─── TEXTAUSZUG ───

Wie mag es sich gerade jetzt anfühlen, ein Mann zu werden? Ich habe keine Ahnung, aber ich sehe, dass das Ende des Patriarchats nicht in Sicht ist. Im Gegenteil, es scheint sich aufzubäumen. Alte weiße Männer greifen nach noch mehr Macht und Frauen kämpfen verzweifelt um ihre Freiheit und um das Recht, über ihren eigenen Körper zu bestimmen. Männer haben seit einigen Jahren ein schlechtes Image, dazu haben sie selbst beigetragen, aber sie sind wie wir alle auch nur Kinder ihrer Zeit. Ich wünsche mir, dass du dich mit niemandem in einen Topf werfen lässt und weniger in Klischees denkst als ich.

Das scheint schon gut zu klappen: Du genderst besser als jeder linksfeministischer Frauenstammtisch, der Glottisschlag kommt dir selbstverständlich über die Lippen. "Mach dir um mich keine Sorgen, Mama", lächelst du fröhlich, wann immer du in diese aus den Fugen geratene Welt hinausspazierst – nicht ohne in der Tür noch einmal zu betonen, dass du inzwischen größer bist als ich. Natürlich hast du recht, Sorgen machen ist sinnlos, sie führen zu nichts. Die letzten 13 Jahre mit dir waren ein Geschenk für mich, das dämmert mir so langsam. Geh raus und sei der Welt ein Geschenk. Sie kann es gebrauchen.

─── BEREITGESTELLTE ANGABEN ───

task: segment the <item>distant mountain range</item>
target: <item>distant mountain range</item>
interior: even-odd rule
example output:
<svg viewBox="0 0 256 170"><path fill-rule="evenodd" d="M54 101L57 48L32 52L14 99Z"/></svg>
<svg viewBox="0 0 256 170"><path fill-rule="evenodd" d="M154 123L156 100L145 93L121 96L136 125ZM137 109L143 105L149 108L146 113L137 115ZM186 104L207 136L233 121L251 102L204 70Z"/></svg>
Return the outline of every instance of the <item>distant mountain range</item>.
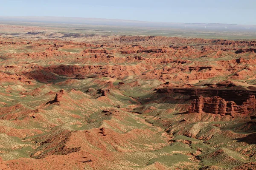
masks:
<svg viewBox="0 0 256 170"><path fill-rule="evenodd" d="M0 16L0 23L6 22L55 23L69 24L105 25L153 28L192 28L223 30L256 30L256 25L241 25L222 23L174 23L140 21L104 18L60 17L5 17Z"/></svg>

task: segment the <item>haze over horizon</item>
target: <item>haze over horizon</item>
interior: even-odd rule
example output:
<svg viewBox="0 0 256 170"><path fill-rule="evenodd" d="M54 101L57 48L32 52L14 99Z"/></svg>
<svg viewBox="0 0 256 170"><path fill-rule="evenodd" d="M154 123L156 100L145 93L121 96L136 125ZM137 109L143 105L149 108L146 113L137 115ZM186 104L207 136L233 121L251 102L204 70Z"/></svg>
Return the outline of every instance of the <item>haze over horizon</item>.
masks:
<svg viewBox="0 0 256 170"><path fill-rule="evenodd" d="M0 16L55 16L166 23L256 25L256 1L0 0Z"/></svg>

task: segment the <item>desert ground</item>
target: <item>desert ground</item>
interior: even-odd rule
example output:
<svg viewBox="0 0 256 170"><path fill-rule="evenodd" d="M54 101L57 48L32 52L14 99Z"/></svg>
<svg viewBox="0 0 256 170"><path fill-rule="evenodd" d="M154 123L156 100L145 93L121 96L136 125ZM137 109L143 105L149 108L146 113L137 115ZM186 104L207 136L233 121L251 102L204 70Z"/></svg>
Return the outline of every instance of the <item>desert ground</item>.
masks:
<svg viewBox="0 0 256 170"><path fill-rule="evenodd" d="M0 169L256 169L256 41L26 25L0 25Z"/></svg>

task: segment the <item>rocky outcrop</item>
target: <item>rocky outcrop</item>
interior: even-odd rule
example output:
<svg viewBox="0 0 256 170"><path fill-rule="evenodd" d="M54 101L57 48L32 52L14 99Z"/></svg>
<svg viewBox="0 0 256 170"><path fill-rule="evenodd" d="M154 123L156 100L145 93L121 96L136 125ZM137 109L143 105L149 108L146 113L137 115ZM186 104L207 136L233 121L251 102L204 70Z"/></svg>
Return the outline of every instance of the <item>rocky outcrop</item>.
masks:
<svg viewBox="0 0 256 170"><path fill-rule="evenodd" d="M241 105L233 101L226 101L218 96L204 97L202 96L192 96L194 99L189 109L189 113L209 113L222 116L236 113L248 114L256 110L256 99L254 95L249 97Z"/></svg>
<svg viewBox="0 0 256 170"><path fill-rule="evenodd" d="M232 85L232 83L230 84ZM220 88L223 88L221 86ZM232 86L230 88L232 88ZM209 113L221 115L255 114L256 91L230 88L163 88L160 94L179 94L189 96L191 105L189 113Z"/></svg>

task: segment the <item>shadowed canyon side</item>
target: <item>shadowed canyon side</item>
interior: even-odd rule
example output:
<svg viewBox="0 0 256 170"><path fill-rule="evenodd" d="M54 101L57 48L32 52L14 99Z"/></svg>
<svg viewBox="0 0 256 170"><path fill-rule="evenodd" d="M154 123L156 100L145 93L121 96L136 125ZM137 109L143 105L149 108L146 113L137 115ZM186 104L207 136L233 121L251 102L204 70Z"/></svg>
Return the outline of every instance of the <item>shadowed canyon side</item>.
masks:
<svg viewBox="0 0 256 170"><path fill-rule="evenodd" d="M0 169L256 169L256 41L52 36L0 35Z"/></svg>

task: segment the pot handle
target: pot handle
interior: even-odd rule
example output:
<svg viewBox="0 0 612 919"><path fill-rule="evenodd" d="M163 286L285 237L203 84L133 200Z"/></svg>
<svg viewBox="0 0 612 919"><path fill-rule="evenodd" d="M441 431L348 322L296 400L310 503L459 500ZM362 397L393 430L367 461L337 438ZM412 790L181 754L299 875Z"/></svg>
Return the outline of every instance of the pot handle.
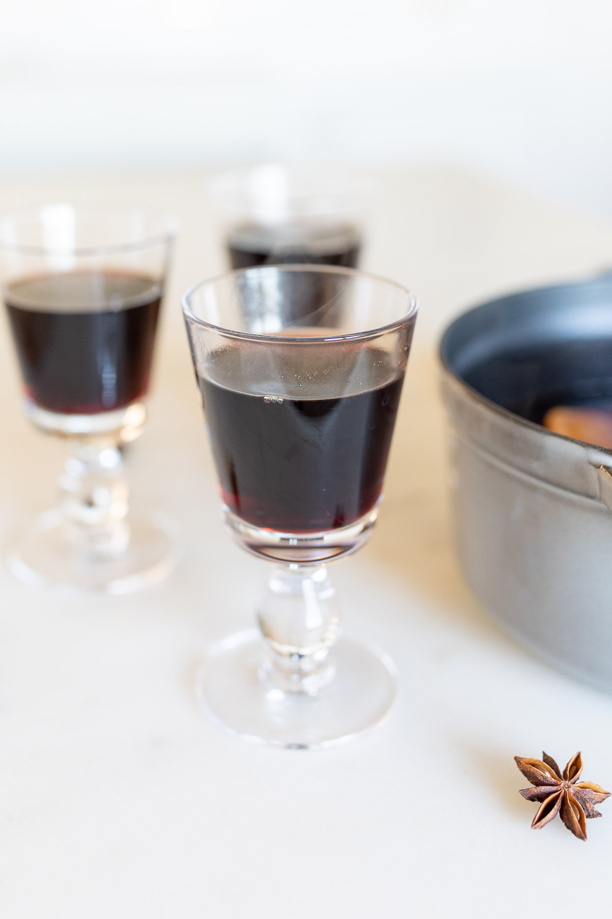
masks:
<svg viewBox="0 0 612 919"><path fill-rule="evenodd" d="M608 466L599 466L599 496L608 511L612 511L612 469Z"/></svg>

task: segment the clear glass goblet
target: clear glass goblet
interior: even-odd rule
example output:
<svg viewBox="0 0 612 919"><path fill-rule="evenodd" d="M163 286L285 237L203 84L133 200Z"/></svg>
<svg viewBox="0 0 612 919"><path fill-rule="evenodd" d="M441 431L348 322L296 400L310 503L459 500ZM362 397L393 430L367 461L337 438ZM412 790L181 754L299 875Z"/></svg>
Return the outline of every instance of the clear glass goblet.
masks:
<svg viewBox="0 0 612 919"><path fill-rule="evenodd" d="M59 506L7 561L37 584L124 593L173 562L169 527L128 515L120 448L142 432L173 219L50 204L0 216L0 274L24 412L64 439Z"/></svg>
<svg viewBox="0 0 612 919"><path fill-rule="evenodd" d="M274 564L260 633L216 650L200 699L246 740L347 740L384 719L395 680L386 656L339 640L326 564L372 534L416 300L350 268L294 265L196 284L183 306L225 521Z"/></svg>

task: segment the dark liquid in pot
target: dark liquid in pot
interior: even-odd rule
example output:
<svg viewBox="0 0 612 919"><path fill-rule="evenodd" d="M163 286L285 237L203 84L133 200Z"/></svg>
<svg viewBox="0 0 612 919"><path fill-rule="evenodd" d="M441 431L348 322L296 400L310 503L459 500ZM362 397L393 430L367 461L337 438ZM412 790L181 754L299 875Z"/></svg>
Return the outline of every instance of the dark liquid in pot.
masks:
<svg viewBox="0 0 612 919"><path fill-rule="evenodd" d="M462 377L497 405L539 425L556 405L612 411L612 338L508 349L474 362Z"/></svg>

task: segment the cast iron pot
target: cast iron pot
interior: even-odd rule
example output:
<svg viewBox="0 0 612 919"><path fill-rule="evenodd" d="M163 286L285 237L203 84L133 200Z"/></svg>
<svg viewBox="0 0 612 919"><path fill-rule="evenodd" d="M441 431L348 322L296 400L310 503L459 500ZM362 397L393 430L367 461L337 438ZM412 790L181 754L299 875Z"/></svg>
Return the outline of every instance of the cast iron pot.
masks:
<svg viewBox="0 0 612 919"><path fill-rule="evenodd" d="M612 691L612 450L539 424L612 407L612 279L504 297L440 343L459 558L517 638Z"/></svg>

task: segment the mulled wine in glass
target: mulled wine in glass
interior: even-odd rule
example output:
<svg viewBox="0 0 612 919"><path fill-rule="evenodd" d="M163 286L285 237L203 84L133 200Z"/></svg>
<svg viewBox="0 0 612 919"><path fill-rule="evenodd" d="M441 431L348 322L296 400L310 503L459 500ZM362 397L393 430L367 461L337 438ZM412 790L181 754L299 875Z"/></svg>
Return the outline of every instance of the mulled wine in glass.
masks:
<svg viewBox="0 0 612 919"><path fill-rule="evenodd" d="M416 301L350 268L293 265L202 282L183 304L225 521L274 563L260 633L217 649L200 698L247 740L346 740L384 720L395 677L384 655L338 639L326 564L376 520Z"/></svg>
<svg viewBox="0 0 612 919"><path fill-rule="evenodd" d="M121 593L172 563L168 528L128 516L120 448L142 431L174 221L53 204L0 217L24 411L64 439L61 502L10 547L34 584Z"/></svg>
<svg viewBox="0 0 612 919"><path fill-rule="evenodd" d="M214 176L232 268L338 265L356 268L375 186L348 167L268 163Z"/></svg>

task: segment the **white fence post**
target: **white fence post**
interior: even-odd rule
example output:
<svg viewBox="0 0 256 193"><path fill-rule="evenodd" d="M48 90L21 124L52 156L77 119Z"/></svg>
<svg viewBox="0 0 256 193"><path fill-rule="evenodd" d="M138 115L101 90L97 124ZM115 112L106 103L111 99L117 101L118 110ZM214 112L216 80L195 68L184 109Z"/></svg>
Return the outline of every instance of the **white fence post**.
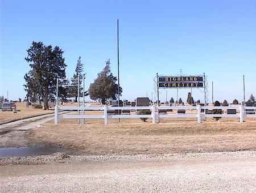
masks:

───

• [ZIEL]:
Stimmen die folgenden Aussagen mit dem Textauszug überein? Gib zu jeder Ja oder Nein an und zitiere wörtlich die Worte aus dem Textauszug, die den Ausschlag geben.
1. Die Mutter weiß genau, wie es sich heute anfühlt, ein Mann zu werden.
2. Sich Sorgen zu machen wird als sinnlos bezeichnet.
3. Die gemeinsame Zeit mit dem Kind umfasst bisher zehn Jahre.

• [ANTWORT FOLGT]:
1. Nein: „Ich habe keine Ahnung“
2. Ja: „Sorgen machen ist sinnlos, sie führen zu nichts.“
3. Nein: „Die letzten 13 Jahre mit dir“